------ KUTIPAN HALAMAN

Pendayagunaan potensi pikir dan zikir
yang didasari rasa iman pada gilirannya akan melahirkan kecerdasan spiritual (spiritual
quotient/SQ). Dan kemampuan mengaktualisasikan kecerdasan spiritual inilah
yang memberikan kekuatan kepada guru dan siswa untuk meraih prestasi yang
tinggi.
Metode tarbiyah digunakan untuk
membangkitkan rasa kasih sayang, kepedulian dan empati dalam hubungan
interpersonal antara guru dengan murid, sesama guru dan sesama siswa.
Implementasi metode tarbiyah dalam pembelajaran mengharuskan seorang
guru bukan hanya sebagai pengajar atau guru mata pelajaran, melainkan seorang
bapak atau ibu yang memiliki kepedulian dan hubungan interpersonal yang baik
dengan siswa-siswinya. Kepedulian guru untuk menemukan dan memecahkan persoalan
yang dihadapi siswanya adalah bagian dari penerapan metode tarbiyah.

------------
------ BAHAN YANG DISEDIAKAN

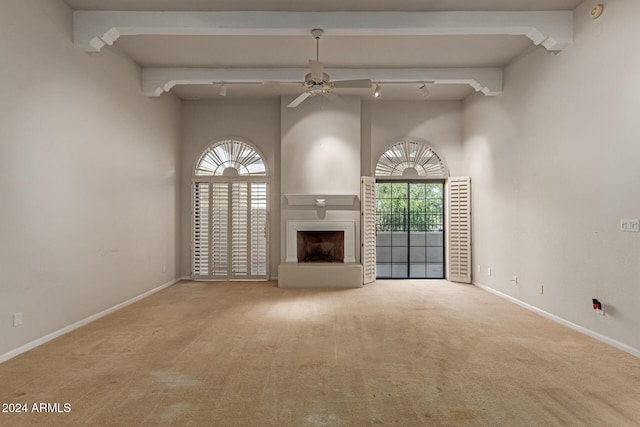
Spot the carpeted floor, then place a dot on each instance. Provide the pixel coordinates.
(395, 353)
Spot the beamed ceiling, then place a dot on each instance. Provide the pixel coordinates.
(261, 48)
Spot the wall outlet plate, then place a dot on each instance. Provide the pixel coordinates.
(630, 225)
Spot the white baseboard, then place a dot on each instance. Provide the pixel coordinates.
(581, 329)
(33, 344)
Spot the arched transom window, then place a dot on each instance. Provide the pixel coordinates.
(411, 159)
(230, 158)
(230, 213)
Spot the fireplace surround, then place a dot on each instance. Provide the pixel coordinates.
(346, 227)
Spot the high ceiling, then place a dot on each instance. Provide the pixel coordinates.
(401, 59)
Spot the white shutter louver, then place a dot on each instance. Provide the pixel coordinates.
(368, 207)
(219, 228)
(259, 229)
(239, 229)
(460, 229)
(230, 213)
(200, 238)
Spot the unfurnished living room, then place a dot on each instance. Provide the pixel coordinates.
(320, 212)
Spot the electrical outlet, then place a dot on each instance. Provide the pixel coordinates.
(630, 225)
(17, 319)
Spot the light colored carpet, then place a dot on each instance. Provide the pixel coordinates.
(403, 353)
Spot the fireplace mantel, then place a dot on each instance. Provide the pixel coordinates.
(348, 227)
(320, 200)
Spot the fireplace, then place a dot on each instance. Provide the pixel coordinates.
(320, 242)
(320, 246)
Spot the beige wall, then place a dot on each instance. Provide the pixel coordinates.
(321, 155)
(554, 167)
(255, 121)
(88, 184)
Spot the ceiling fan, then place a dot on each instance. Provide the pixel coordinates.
(317, 82)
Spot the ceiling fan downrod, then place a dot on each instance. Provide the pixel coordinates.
(317, 33)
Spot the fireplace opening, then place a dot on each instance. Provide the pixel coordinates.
(320, 246)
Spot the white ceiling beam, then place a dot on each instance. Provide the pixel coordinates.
(94, 29)
(155, 81)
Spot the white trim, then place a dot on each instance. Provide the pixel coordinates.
(42, 340)
(157, 80)
(320, 200)
(348, 227)
(610, 341)
(92, 29)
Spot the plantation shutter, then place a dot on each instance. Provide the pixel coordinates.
(460, 229)
(239, 229)
(368, 227)
(259, 258)
(219, 229)
(200, 238)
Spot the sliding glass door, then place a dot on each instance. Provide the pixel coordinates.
(410, 230)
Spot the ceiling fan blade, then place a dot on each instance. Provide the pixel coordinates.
(352, 84)
(335, 99)
(316, 69)
(299, 99)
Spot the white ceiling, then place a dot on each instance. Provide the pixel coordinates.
(336, 51)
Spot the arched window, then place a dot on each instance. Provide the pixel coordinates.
(409, 210)
(230, 158)
(411, 159)
(230, 213)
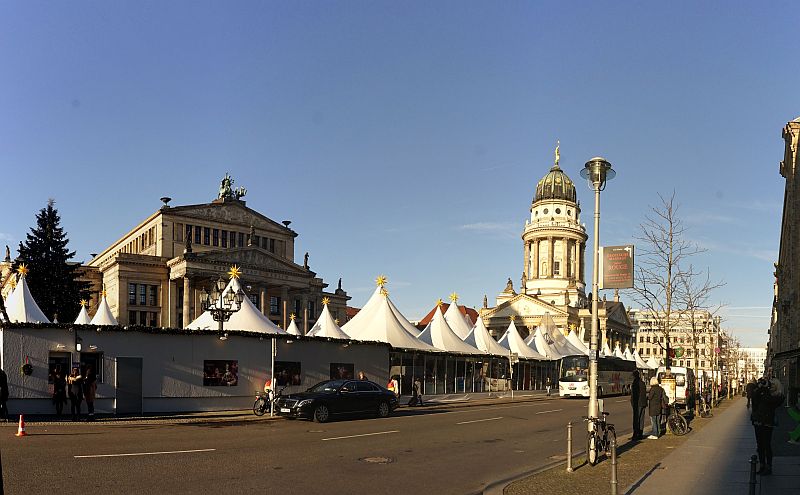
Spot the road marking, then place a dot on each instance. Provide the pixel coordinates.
(362, 435)
(143, 453)
(551, 410)
(479, 420)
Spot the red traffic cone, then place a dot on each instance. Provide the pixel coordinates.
(21, 427)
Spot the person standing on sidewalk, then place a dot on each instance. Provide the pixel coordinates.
(657, 401)
(638, 404)
(766, 399)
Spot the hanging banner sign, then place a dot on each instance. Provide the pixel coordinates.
(616, 267)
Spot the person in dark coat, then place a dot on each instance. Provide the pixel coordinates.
(657, 402)
(767, 396)
(75, 391)
(638, 405)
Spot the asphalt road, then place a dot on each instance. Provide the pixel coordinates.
(458, 451)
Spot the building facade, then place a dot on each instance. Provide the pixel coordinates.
(783, 349)
(153, 275)
(553, 270)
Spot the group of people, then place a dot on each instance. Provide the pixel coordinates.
(77, 387)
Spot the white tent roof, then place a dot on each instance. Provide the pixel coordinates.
(21, 307)
(103, 315)
(513, 342)
(248, 318)
(83, 317)
(639, 361)
(293, 330)
(380, 321)
(457, 321)
(326, 326)
(439, 334)
(479, 337)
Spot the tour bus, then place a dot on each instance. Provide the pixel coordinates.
(683, 392)
(613, 376)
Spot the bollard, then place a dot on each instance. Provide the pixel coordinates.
(569, 447)
(613, 466)
(753, 461)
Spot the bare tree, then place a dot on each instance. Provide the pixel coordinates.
(659, 265)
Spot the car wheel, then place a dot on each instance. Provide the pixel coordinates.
(321, 413)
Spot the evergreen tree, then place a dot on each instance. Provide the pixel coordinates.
(51, 277)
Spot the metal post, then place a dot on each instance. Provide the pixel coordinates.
(753, 461)
(614, 466)
(569, 447)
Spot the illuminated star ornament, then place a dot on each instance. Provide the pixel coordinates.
(235, 272)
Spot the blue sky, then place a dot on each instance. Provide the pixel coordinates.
(406, 138)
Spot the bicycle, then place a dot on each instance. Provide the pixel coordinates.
(599, 438)
(676, 423)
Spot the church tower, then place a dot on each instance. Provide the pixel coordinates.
(554, 242)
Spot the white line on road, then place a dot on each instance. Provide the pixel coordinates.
(479, 420)
(363, 435)
(551, 410)
(144, 453)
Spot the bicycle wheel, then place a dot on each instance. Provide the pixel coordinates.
(591, 448)
(260, 406)
(677, 424)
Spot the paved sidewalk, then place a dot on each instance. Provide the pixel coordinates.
(715, 461)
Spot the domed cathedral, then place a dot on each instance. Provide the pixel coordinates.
(553, 269)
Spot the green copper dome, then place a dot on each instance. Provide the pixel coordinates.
(555, 185)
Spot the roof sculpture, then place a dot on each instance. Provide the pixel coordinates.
(514, 343)
(326, 326)
(439, 334)
(479, 338)
(103, 316)
(20, 305)
(248, 318)
(380, 321)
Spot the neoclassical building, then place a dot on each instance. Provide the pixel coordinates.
(153, 275)
(553, 270)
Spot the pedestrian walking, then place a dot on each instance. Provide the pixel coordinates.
(638, 405)
(89, 391)
(767, 396)
(3, 395)
(75, 391)
(59, 389)
(657, 402)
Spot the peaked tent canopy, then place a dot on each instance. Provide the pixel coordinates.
(479, 338)
(439, 334)
(326, 326)
(20, 305)
(248, 318)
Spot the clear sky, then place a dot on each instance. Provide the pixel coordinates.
(406, 138)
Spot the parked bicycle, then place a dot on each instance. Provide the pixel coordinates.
(599, 438)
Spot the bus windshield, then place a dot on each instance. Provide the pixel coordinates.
(575, 368)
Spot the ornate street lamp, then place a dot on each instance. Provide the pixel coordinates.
(596, 171)
(221, 304)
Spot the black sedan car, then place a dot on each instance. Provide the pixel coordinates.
(333, 398)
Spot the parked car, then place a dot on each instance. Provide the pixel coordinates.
(333, 398)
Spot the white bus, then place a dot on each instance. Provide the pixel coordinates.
(613, 376)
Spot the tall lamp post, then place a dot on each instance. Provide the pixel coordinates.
(597, 172)
(221, 304)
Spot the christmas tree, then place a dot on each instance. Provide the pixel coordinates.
(52, 279)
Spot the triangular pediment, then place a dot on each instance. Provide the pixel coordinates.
(231, 213)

------------

▶ _TANTANGAN_
(a) Menurut kutipan halaman, untuk apa metode tarbiyah digunakan?
(b) Salin kata demi kata bagian kutipan halaman di antara "Metode tarbiyah digunakan" dan "dan sesama siswa.", termasuk kedua batas itu.

▶ _KUNCI JAWABAN_
(a) Metode tarbiyah digunakan untuk membangkitkan rasa kasih sayang, kepedulian, dan empati dalam hubungan interpersonal antara guru dengan murid, sesama guru, dan sesama siswa.

(b)
Metode tarbiyah digunakan untuk
membangkitkan rasa kasih sayang, kepedulian dan empati dalam hubungan
interpersonal antara guru dengan murid, sesama guru dan sesama siswa.